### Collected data
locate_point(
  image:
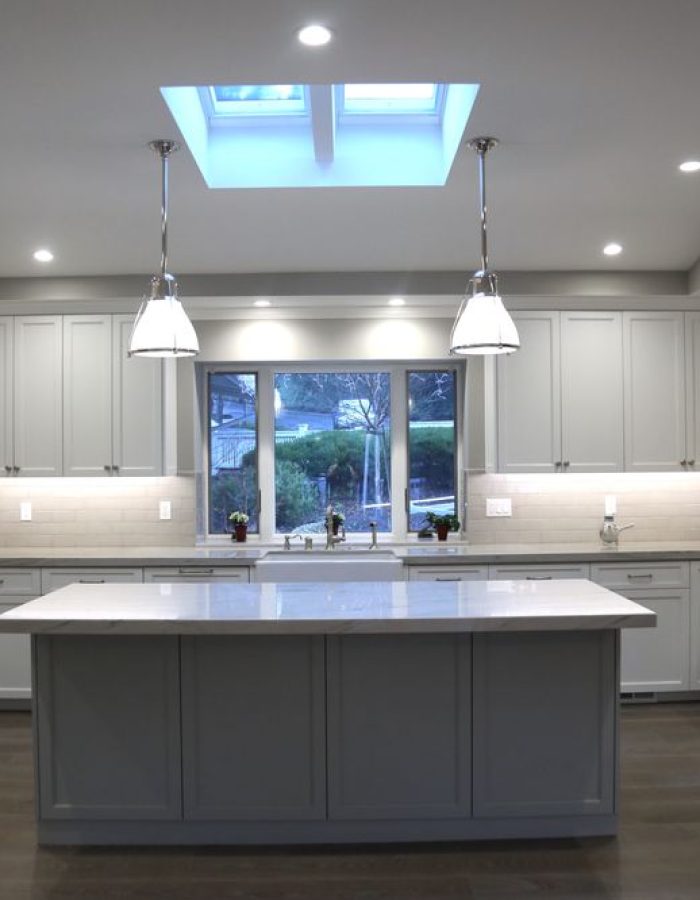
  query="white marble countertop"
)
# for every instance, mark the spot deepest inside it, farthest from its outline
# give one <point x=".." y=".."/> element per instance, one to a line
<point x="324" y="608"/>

...

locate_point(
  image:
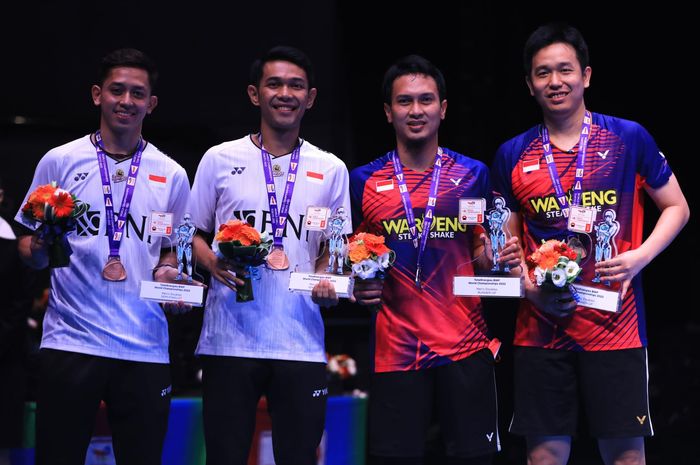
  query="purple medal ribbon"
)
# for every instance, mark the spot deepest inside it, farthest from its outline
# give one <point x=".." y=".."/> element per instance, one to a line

* * *

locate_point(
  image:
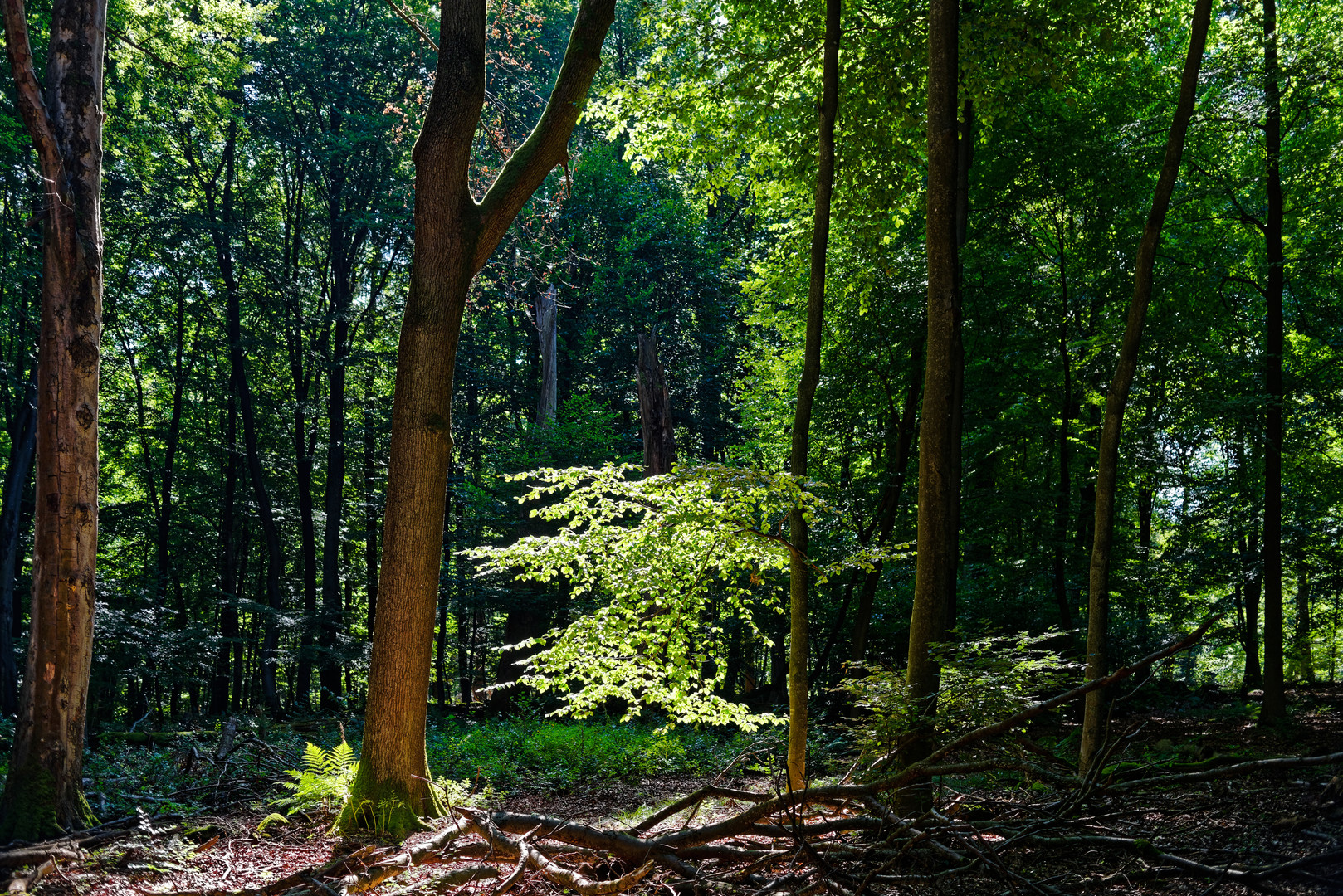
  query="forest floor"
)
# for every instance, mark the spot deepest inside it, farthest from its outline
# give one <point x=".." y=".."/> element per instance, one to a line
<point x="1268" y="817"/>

### What is asked
Count the lines in the material above that contain the string "query", treating case as significant, and give only the number.

### The output
3